TASK:
Copy the material below, swapping "bounding box" for "enclosing rectangle" wherever it occurs and leaving everything else untouched. Leave the pictures out of your copy.

━━━━━━━━━━━━━━━━━━━━━━━━━━━━━━

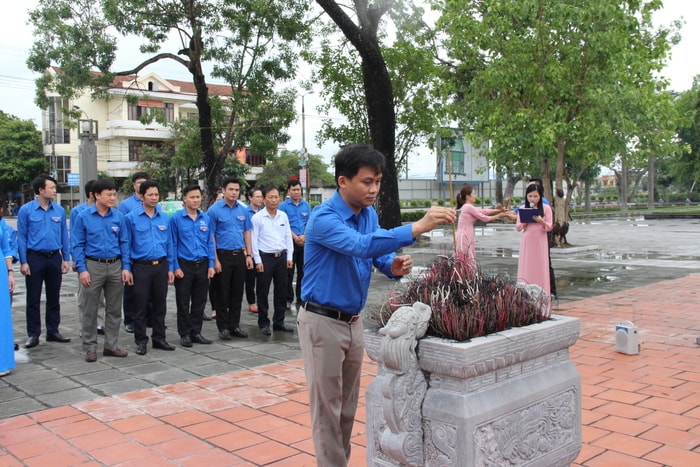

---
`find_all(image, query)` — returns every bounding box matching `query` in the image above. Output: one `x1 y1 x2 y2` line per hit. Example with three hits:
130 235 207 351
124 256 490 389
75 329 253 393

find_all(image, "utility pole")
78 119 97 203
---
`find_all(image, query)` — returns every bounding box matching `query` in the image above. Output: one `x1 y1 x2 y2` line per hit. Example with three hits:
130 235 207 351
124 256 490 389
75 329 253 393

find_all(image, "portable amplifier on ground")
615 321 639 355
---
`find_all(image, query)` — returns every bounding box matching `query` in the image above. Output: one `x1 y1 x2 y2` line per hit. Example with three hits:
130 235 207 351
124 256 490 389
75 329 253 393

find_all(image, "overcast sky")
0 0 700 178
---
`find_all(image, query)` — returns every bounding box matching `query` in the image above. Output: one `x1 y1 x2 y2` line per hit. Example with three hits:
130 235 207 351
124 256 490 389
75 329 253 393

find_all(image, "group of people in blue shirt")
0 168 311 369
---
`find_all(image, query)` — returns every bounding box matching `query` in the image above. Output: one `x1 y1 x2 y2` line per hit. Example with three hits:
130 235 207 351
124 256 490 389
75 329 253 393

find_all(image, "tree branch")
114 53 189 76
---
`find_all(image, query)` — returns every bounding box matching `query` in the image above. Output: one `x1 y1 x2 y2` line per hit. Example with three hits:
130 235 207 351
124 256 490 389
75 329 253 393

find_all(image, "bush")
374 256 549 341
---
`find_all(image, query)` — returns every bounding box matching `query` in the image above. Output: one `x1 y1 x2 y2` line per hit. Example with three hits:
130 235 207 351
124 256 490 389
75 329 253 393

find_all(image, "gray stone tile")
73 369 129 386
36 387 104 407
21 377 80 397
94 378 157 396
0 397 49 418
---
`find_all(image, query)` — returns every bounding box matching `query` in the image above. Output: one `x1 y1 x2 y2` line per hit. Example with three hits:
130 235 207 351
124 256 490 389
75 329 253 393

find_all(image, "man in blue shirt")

━━━━━━━━━━━━━━━━━━━━━━━━━━━━━━

RESULT OF THIS EXERCISE:
---
`find_all(image, query)` — returns every enclosing rectangle matching `query` in the image above. Output: one `x1 y1 x2 y2` line per hit. Example with three hits:
130 235 207 351
124 256 490 389
75 329 253 393

find_all(image, "utility pole")
78 119 97 203
---
`find_all(image, query)` — returns every enclosing rectangle matching `query` in the image above. Output: one `x1 y1 x2 y2` line per hit. Example with three hits:
130 235 207 351
124 256 490 389
75 329 253 393

find_all(image, "portable amplifier on ground")
615 321 639 355
---
`find_all(image, query)` — returns every enclosing rectangle matching `query` in the image above. Output: one `x1 y1 x2 y2` line per hit. Example with three hits:
130 235 207 351
124 256 490 389
75 329 253 393

find_all(image, "overcast sky")
0 0 700 178
---
`find_all(image, query)` — returns every enclosing rectangle matching `query` in the image above. Output: one `x1 y1 x2 y2` line per hit. Example with three hits:
130 235 207 351
124 256 490 389
75 329 253 393

find_all(image, "group of people in blue shirt")
0 168 311 369
---
`find_all(image, query)` — returns every enclosing rectangle matching `query` in the image above. Output: one `x1 y1 x2 y2` line per hit. Example with three hits:
130 235 207 351
124 256 490 389
75 329 253 393

find_all(image, "tree branch")
114 53 189 76
---
`find_all(image, query)` — returns every enclosing rectangle matching `query` in the image above. Output: one `x1 y1 x2 y2` line per hit. Example with three hits:
130 235 207 351
124 256 490 389
75 329 253 393

find_all(image, "bush")
374 256 549 341
---
`find_all(image, query)` — returns every enclosing rectangle matching `query` in the image above. Output: one `x1 y1 x2 y2` line per hit. Example with three hits:
130 235 207 351
124 256 490 389
75 329 253 393

find_all(image, "gray stone tile")
73 369 129 386
36 387 104 407
21 377 80 397
94 378 157 396
0 397 49 418
---
`find_all(image, query)` — returns every enclosing rectangle matching `query` in the image above. Output: one `x1 y1 x2 y2` line per hit. Example with three hits:
130 235 207 351
124 256 490 389
75 329 253 393

find_all(image, "man in blue shirt")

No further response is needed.